** Письменное задание A **
Перескажите короче или в виде списка абзац текста о романе, начинающийся словами «В этом же духе», сохранив его основные факты.

** Исходный текст **
↓↓↓
В этом же духе, роман пропитан литературными и историческими аллюзиями, по большей части сериокомическими – гротескными, игровыми и пародийными, но отражающими серьезные, если не сказать – меланхоличные, размышления автора. Таков, например, смешной анекдот о сбежавшем поросенке, которого автор настойчиво сравнивает с Агноновским псом Балаком из романа «Вчера, позавчера» («Тмоль шильшом»). Повторение трагической эпопеи о начале двадцатого века в виде фарса о начале шестидесятых, вкупе с многочисленными отсылками к прототипам героев из мира ивритской литературы, наводит на мысли о непростом пути, по которому шла израильская литература и культура в эти судьбоносные годы. Трудные послевоенные поиски свободы как в литературе и филологии, так и в общественной и политической реальности выводили на первый план удивительных людей, одержимых синдромом Нотр-Дам. Они обрывали себя на полуслове, мучительно пытались вспомнить себя и других, играли в детство с его наивностью и раскрепощенностью. Голоса выживших в Шоа, до поры умолкнувшие, уже начинали прорываться и разрывать изнутри слаженные строки идеологического диктата.
↑↑↑
(Выдержки из набора данных для указания точек)
↓↓↓
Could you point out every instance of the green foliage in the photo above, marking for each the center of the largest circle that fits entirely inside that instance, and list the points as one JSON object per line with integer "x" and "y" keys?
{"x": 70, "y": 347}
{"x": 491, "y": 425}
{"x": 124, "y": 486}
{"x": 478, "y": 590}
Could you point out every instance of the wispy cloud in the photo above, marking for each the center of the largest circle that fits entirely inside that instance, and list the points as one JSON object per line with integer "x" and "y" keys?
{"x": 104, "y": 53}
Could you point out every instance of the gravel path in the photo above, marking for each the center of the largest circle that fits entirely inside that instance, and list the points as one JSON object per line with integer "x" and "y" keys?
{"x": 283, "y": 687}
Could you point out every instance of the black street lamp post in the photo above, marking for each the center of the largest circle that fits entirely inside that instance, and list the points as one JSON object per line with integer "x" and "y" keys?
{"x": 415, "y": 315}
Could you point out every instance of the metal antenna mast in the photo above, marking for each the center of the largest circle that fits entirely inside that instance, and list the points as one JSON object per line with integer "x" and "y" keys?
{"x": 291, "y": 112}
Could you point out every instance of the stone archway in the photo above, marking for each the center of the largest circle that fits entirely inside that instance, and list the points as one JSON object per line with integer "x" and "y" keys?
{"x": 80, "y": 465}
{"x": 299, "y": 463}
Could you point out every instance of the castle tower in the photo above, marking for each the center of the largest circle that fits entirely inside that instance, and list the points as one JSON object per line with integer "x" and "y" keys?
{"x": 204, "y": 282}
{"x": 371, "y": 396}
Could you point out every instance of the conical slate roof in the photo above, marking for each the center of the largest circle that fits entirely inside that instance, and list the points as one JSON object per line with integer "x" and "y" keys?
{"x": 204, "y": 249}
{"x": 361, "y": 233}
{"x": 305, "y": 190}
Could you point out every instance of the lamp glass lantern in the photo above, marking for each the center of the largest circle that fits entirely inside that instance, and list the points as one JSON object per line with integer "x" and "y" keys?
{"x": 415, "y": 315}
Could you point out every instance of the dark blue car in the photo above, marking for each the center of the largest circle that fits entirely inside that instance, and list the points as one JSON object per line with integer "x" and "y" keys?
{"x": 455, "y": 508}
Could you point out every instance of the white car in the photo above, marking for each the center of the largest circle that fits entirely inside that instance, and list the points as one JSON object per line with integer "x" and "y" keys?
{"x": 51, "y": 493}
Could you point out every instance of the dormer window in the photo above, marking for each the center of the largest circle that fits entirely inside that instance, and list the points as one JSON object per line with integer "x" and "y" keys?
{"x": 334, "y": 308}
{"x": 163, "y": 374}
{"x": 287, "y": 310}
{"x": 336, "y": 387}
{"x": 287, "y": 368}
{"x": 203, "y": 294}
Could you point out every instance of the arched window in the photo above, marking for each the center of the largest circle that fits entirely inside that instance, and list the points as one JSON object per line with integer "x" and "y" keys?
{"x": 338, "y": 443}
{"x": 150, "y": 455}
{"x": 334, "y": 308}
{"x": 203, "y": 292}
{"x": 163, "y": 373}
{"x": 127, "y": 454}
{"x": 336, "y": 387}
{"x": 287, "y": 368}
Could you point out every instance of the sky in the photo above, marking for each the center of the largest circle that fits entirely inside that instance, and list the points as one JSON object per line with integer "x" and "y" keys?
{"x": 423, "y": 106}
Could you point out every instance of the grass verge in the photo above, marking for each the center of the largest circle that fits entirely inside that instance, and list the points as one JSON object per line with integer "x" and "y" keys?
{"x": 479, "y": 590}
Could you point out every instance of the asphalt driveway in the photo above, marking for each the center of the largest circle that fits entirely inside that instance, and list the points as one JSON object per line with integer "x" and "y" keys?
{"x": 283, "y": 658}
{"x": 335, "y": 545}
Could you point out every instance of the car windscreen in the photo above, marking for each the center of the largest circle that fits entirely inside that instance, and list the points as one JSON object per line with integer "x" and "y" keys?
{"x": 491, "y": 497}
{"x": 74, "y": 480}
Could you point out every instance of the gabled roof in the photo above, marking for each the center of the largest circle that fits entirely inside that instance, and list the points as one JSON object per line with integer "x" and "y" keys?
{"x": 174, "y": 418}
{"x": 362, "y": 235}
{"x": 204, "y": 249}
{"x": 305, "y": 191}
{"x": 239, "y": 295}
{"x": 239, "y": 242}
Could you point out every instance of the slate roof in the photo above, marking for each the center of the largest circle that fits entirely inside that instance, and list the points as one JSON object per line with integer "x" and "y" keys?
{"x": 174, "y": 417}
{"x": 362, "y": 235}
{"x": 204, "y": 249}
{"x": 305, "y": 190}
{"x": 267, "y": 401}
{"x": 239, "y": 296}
↑↑↑
** Письменное задание B **
Верните все строки, в которых встречается слово «lamp», с учетом регистра.

** Результат A **
- Роман полон литературных и исторических аллюзий. В основном они сериокомические: гротескные, игровые и пародийные. За ними стоят серьезные, даже меланхоличные размышления автора.
- Пример — смешной анекдот о сбежавшем поросенке. Автор настойчиво сравнивает его с Агноновским псом Балаком из романа «Вчера, позавчера» («Тмоль шильшом»).
- Трагическая эпопея о начале двадцатого века повторяется как фарс о начале шестидесятых. Вместе с многочисленными отсылками к прототипам героев из ивритской литературы это наводит на мысли о непростом пути израильской литературы и культуры в те судьбоносные годы.
- Трудные послевоенные поиски свободы в литературе, филологии, общественной и политической реальности выдвигали на первый план удивительных людей, одержимых синдромом Нотр-Дам. Они обрывали себя на полуслове, мучительно пытались вспомнить себя и других, играли в детство с его наивностью и раскрепощенностью.
- Голоса выживших в Шоа, до поры умолкнувшие, начинали прорываться сквозь слаженные строки идеологического диктата.

** Результат B **
Could you point out every instance of the black street lamp post in the photo above, marking for each the center of the largest circle that fits entirely inside that instance, and list the points as one JSON object per line with integer "x" and "y" keys?
Could you point out every instance of the lamp glass lantern in the photo above, marking for each the center of the largest circle that fits entirely inside that instance, and list the points as one JSON object per line with integer "x" and "y" keys?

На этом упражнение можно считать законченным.